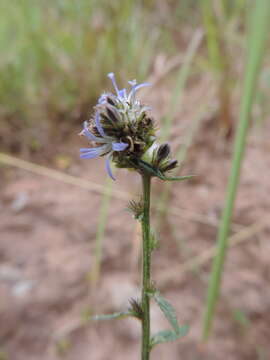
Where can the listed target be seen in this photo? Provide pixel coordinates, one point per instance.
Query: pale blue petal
(122, 94)
(132, 82)
(88, 134)
(94, 153)
(137, 87)
(102, 99)
(134, 89)
(98, 125)
(119, 146)
(108, 167)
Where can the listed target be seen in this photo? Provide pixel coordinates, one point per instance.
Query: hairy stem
(146, 280)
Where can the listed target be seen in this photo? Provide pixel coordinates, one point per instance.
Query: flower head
(120, 127)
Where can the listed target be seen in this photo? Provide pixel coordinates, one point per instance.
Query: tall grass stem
(146, 277)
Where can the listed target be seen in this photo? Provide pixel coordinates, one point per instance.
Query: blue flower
(108, 145)
(114, 113)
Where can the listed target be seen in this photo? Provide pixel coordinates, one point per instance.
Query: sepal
(168, 335)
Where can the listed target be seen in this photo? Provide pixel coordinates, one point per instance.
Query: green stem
(145, 303)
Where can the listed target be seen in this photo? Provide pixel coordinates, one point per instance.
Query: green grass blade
(256, 43)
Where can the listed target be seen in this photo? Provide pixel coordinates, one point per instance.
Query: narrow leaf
(168, 335)
(167, 310)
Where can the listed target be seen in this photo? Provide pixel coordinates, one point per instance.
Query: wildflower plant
(122, 131)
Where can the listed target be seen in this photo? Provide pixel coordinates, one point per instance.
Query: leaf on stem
(152, 171)
(117, 315)
(168, 335)
(167, 310)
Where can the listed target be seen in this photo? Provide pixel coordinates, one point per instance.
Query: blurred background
(68, 247)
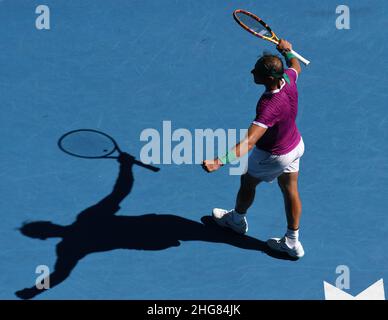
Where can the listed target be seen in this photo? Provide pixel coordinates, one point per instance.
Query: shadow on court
(98, 229)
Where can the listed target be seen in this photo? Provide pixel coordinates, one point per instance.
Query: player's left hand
(211, 165)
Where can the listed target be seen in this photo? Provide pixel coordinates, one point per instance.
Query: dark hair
(270, 65)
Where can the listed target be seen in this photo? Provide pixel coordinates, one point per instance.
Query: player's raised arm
(285, 48)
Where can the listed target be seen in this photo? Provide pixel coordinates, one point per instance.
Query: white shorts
(267, 167)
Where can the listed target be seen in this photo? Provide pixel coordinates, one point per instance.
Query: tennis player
(277, 148)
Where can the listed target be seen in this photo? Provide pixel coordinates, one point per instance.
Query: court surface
(124, 66)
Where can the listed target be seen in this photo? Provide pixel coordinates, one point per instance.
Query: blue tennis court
(124, 232)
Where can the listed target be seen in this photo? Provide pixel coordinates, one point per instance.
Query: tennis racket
(93, 144)
(259, 28)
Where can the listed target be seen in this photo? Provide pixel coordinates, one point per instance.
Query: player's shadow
(98, 229)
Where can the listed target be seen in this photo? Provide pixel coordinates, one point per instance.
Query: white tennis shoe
(281, 245)
(226, 219)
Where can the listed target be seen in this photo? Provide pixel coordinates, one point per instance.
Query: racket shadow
(99, 229)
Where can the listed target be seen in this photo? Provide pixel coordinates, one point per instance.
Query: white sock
(237, 217)
(292, 237)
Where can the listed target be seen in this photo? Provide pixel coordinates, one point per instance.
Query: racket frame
(274, 38)
(106, 156)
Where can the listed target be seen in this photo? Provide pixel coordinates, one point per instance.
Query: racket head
(254, 25)
(88, 143)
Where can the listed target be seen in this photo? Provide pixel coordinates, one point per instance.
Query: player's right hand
(284, 46)
(211, 165)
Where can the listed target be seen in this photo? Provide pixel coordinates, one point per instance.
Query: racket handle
(146, 166)
(299, 57)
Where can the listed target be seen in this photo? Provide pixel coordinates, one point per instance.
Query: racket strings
(88, 144)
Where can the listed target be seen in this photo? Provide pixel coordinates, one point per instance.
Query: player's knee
(248, 182)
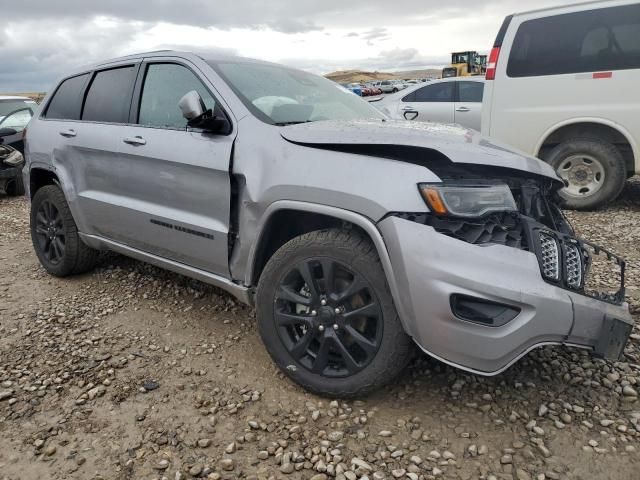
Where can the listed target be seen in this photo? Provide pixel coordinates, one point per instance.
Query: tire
(15, 187)
(388, 347)
(74, 256)
(581, 161)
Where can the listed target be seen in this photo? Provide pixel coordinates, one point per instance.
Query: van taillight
(493, 63)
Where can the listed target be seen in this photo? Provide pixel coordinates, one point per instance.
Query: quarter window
(67, 101)
(470, 92)
(164, 85)
(109, 96)
(590, 41)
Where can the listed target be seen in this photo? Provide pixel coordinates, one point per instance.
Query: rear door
(566, 67)
(468, 105)
(173, 182)
(432, 103)
(88, 158)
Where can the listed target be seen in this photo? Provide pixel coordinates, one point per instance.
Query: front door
(177, 183)
(468, 106)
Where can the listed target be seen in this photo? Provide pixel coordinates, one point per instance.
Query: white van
(564, 84)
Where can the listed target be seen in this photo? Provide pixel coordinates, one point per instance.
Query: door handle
(135, 141)
(68, 133)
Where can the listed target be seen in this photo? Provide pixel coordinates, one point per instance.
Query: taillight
(493, 63)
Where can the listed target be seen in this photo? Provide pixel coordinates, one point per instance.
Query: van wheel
(594, 170)
(326, 315)
(15, 187)
(55, 235)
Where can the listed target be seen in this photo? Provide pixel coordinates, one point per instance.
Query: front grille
(580, 266)
(549, 256)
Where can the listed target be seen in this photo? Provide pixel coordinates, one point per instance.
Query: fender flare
(405, 312)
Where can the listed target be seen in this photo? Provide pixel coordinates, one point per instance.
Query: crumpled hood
(458, 144)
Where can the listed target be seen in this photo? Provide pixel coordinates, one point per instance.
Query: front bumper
(430, 267)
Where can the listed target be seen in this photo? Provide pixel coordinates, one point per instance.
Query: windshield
(282, 96)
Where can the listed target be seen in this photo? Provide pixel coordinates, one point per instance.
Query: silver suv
(354, 236)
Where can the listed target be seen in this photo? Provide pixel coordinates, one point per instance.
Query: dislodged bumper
(435, 272)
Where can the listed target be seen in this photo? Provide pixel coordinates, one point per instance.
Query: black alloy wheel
(328, 317)
(49, 232)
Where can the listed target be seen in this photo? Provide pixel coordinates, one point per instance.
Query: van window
(438, 92)
(590, 41)
(164, 85)
(470, 92)
(109, 96)
(67, 101)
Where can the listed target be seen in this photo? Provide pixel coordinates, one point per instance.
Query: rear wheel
(55, 235)
(326, 315)
(593, 170)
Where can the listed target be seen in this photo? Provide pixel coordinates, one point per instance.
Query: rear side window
(109, 96)
(67, 101)
(439, 92)
(164, 85)
(589, 41)
(470, 92)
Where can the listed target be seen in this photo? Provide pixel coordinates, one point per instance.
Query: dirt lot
(133, 372)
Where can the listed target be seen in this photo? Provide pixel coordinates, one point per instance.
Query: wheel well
(285, 225)
(595, 131)
(38, 178)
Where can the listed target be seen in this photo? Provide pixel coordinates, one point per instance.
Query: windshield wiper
(284, 124)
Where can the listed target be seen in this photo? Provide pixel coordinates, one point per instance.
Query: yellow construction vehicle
(464, 64)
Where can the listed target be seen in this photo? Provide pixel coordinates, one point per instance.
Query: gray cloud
(42, 39)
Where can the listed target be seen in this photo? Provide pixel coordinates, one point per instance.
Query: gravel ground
(131, 372)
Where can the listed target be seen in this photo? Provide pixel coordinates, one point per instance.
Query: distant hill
(359, 76)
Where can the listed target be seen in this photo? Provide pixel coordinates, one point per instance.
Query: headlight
(467, 200)
(14, 159)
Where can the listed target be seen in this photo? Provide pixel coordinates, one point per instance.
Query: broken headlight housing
(468, 200)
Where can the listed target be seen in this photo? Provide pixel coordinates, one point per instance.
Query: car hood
(460, 145)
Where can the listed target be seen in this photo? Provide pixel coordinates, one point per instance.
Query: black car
(11, 163)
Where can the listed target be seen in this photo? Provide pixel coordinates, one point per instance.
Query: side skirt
(240, 292)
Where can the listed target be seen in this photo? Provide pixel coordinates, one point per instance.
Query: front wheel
(593, 170)
(55, 235)
(326, 315)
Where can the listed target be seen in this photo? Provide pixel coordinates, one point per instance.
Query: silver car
(454, 100)
(354, 236)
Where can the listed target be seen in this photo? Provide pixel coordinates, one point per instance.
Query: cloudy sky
(42, 39)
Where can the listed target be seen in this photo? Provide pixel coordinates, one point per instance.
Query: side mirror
(193, 109)
(7, 132)
(191, 105)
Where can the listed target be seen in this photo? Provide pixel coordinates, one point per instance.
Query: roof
(10, 97)
(571, 6)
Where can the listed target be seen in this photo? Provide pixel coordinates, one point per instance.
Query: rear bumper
(430, 267)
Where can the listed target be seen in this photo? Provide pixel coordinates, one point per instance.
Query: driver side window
(164, 86)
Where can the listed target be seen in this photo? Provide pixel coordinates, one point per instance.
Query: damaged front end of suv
(490, 268)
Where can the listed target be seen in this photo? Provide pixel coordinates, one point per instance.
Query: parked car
(451, 100)
(390, 86)
(560, 86)
(15, 113)
(11, 163)
(352, 234)
(353, 88)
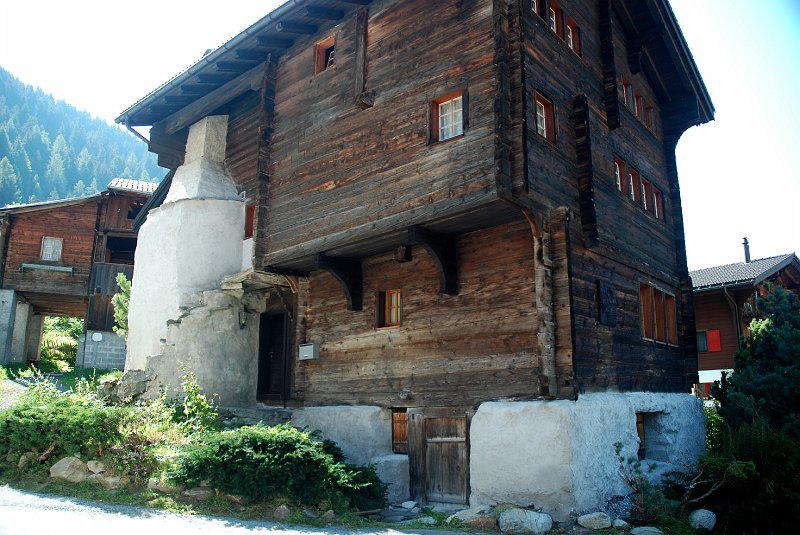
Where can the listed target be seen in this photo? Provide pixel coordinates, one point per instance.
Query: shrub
(270, 462)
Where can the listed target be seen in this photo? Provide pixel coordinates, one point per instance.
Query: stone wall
(105, 354)
(560, 455)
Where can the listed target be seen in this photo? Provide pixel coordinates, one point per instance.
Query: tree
(121, 301)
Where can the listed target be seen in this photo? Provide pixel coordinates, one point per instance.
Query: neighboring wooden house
(725, 303)
(60, 258)
(447, 234)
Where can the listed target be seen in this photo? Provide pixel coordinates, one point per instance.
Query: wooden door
(273, 357)
(438, 455)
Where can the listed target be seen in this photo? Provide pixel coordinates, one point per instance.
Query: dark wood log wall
(449, 350)
(76, 225)
(625, 244)
(329, 157)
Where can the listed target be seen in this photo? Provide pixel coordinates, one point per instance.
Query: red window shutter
(714, 343)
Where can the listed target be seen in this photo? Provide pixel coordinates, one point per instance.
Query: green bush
(61, 425)
(271, 462)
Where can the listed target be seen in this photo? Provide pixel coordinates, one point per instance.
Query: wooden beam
(288, 26)
(274, 42)
(348, 272)
(213, 100)
(360, 67)
(319, 12)
(442, 249)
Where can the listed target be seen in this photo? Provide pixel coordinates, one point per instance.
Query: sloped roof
(740, 273)
(135, 186)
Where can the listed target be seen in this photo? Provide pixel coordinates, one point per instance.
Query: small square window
(545, 118)
(448, 116)
(325, 54)
(388, 308)
(51, 249)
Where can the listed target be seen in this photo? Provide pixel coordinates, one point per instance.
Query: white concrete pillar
(8, 311)
(20, 333)
(188, 244)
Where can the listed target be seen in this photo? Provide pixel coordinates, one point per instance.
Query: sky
(738, 174)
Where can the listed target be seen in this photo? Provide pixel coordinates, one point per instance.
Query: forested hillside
(50, 150)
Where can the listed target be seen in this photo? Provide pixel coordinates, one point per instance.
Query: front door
(273, 361)
(438, 455)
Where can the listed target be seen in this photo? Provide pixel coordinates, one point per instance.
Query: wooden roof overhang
(236, 66)
(657, 48)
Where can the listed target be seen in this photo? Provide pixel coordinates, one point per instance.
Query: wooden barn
(725, 303)
(446, 234)
(60, 258)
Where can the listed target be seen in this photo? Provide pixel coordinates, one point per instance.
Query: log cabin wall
(448, 350)
(614, 241)
(341, 173)
(75, 225)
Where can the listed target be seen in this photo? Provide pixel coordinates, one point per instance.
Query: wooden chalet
(725, 303)
(60, 258)
(452, 204)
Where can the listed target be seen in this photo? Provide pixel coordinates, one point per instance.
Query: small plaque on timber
(607, 303)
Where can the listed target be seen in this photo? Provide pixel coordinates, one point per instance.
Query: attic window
(51, 249)
(448, 114)
(325, 54)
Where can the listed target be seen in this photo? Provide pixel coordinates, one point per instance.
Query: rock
(703, 519)
(646, 530)
(69, 469)
(238, 499)
(108, 481)
(282, 512)
(198, 493)
(96, 467)
(595, 521)
(26, 459)
(524, 522)
(156, 483)
(329, 516)
(427, 520)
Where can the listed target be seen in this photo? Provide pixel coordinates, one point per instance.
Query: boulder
(26, 459)
(703, 519)
(646, 530)
(524, 522)
(96, 467)
(282, 512)
(595, 521)
(69, 469)
(198, 493)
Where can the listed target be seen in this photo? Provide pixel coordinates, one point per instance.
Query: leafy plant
(269, 462)
(121, 301)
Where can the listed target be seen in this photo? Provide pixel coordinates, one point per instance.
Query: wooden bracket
(443, 250)
(348, 272)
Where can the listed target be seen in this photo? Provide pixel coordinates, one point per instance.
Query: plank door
(273, 357)
(438, 455)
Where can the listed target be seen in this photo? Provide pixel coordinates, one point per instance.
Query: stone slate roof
(135, 186)
(740, 273)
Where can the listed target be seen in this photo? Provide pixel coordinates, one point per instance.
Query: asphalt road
(26, 513)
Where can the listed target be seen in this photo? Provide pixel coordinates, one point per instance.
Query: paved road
(26, 513)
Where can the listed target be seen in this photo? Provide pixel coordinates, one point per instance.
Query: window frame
(389, 304)
(49, 250)
(545, 110)
(323, 61)
(435, 115)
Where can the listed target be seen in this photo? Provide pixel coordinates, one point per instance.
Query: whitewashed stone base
(560, 455)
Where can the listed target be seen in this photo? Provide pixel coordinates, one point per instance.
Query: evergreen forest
(50, 150)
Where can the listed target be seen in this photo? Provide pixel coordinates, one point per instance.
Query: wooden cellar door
(273, 361)
(438, 455)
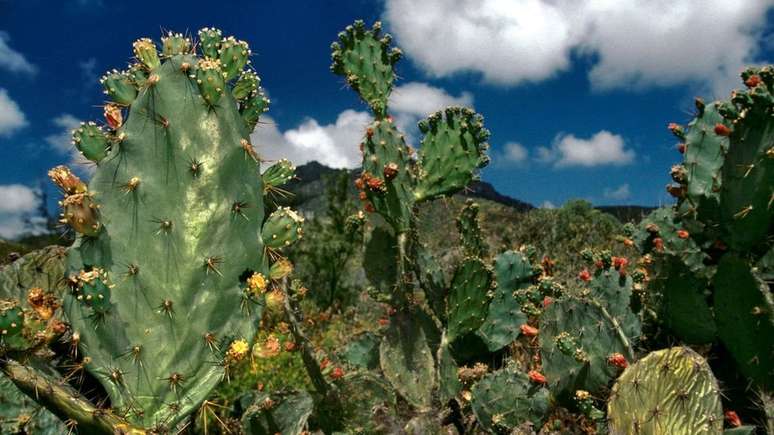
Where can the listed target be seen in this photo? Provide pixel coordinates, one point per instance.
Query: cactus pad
(670, 391)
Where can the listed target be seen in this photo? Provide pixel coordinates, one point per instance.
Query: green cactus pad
(684, 305)
(453, 150)
(384, 144)
(209, 77)
(253, 107)
(145, 52)
(704, 156)
(473, 244)
(407, 360)
(278, 174)
(367, 63)
(266, 415)
(379, 259)
(433, 281)
(506, 399)
(614, 293)
(119, 87)
(363, 351)
(670, 391)
(21, 415)
(234, 55)
(181, 212)
(209, 40)
(469, 296)
(246, 85)
(594, 335)
(505, 317)
(448, 382)
(30, 295)
(91, 141)
(174, 44)
(282, 228)
(745, 317)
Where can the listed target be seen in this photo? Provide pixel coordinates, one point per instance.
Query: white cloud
(633, 43)
(11, 117)
(11, 59)
(334, 145)
(514, 153)
(17, 202)
(620, 193)
(603, 148)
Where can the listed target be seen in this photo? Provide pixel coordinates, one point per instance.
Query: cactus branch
(65, 402)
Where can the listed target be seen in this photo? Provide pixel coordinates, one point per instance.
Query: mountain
(309, 186)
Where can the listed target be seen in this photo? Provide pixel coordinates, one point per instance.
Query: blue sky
(577, 93)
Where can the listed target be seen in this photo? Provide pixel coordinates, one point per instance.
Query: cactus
(171, 228)
(267, 415)
(31, 289)
(669, 391)
(506, 399)
(706, 248)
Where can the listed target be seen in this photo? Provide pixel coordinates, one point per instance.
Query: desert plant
(174, 252)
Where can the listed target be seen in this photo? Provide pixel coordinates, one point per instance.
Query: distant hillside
(308, 196)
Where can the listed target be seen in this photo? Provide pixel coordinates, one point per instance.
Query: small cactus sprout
(68, 182)
(91, 141)
(145, 52)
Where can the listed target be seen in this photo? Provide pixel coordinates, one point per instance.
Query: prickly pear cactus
(169, 271)
(453, 147)
(31, 289)
(670, 391)
(506, 399)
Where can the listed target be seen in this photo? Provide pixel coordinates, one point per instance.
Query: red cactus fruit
(529, 331)
(620, 262)
(753, 81)
(732, 418)
(337, 373)
(722, 130)
(618, 360)
(390, 170)
(536, 377)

▶ [ABOUT THIS EXERCISE] Only this range is to be output: the line that contains "Query: distant hillside" through the last line of the records above, both inclusive.

▶ [ANSWER AREA]
Query: distant hillside
(308, 196)
Where can the listed target be seen in this photo? Provide pixel coordinates, one point per instance.
Query: small cactus sprout
(68, 182)
(91, 141)
(145, 52)
Where can the listed target be seen in this photo? Provide pixel coordinates, one point per instance.
Query: prickly pear cactus
(169, 271)
(453, 147)
(31, 289)
(670, 391)
(506, 399)
Where can the listed target be seen in this photo? Provide pixel coordinates, one point per instance.
Query: red cactus fruit
(529, 331)
(620, 262)
(753, 81)
(732, 418)
(337, 373)
(722, 130)
(618, 360)
(390, 170)
(536, 377)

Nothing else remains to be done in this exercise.